Its not pretty but you get the idea.

  1. Using the NIO Files api from Java 7 stream the directory filtering the out the zip files
  2. Use the ZIP api to access each ZipEntry in the archive

  3. Using the NIO api write the files to the specified directory 

    public class Unzipper {

  public static void main(String [] args){
    Unzipper unzipper = new Unzipper();
    unzipper.unzipZipsInDirTo(Paths.get("D:/"), Paths.get("D:/unzipped"));
  }

  public void unzipZipsInDirTo(Path searchDir, Path unzipTo ){

    final PathMatcher matcher = searchDir.getFileSystem().getPathMatcher("glob:**/*.zip");
    try (final Stream<Path> stream = Files.list(searchDir)) {
        stream.filter(matcher::matches)

____________________

● EXERCISE DIRECTIONS
In the Java unzipping code, what glob pattern does the PathMatcher use to pick out the zip files?

____________________

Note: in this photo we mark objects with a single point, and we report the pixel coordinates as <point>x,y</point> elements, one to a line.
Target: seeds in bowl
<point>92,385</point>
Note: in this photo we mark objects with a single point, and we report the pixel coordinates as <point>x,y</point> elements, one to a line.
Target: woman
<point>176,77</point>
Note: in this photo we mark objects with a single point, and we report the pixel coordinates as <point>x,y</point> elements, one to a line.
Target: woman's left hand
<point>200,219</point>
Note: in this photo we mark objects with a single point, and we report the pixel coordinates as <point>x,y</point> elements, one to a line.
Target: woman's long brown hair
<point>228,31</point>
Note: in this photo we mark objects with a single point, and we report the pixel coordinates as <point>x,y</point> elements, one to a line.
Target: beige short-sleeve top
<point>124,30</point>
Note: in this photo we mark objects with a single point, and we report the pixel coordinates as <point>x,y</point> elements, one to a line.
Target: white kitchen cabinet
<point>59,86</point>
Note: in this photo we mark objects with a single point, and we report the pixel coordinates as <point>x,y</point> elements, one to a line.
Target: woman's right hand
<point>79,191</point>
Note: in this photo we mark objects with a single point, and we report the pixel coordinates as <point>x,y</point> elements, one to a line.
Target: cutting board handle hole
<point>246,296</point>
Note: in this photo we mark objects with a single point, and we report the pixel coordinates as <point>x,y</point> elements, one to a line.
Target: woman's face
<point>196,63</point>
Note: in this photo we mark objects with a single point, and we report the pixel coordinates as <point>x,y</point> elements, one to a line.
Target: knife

____________________

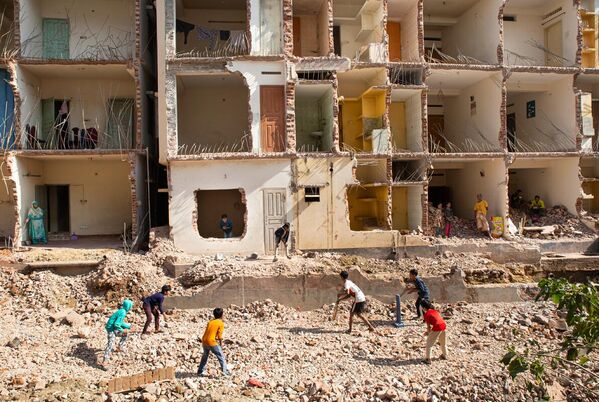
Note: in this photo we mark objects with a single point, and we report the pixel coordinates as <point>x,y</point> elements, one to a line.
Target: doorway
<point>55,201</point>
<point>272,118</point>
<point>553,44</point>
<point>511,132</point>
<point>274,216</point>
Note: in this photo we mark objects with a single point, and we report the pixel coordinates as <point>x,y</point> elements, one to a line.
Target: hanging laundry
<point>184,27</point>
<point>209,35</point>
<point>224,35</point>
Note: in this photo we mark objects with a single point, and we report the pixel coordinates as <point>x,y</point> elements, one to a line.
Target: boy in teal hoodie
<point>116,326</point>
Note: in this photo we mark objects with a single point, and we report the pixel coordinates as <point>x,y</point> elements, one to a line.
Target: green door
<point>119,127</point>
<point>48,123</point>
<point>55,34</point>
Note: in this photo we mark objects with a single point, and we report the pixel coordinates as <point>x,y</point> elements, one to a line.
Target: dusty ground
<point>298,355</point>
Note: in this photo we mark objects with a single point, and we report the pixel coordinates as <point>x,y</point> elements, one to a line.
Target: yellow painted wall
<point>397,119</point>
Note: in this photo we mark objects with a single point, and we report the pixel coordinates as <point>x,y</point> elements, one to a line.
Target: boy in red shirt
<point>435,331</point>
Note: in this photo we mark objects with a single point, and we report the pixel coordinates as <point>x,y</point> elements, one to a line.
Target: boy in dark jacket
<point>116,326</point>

____________________

● PROBLEM SOLUTION
"glob:**/*.zip"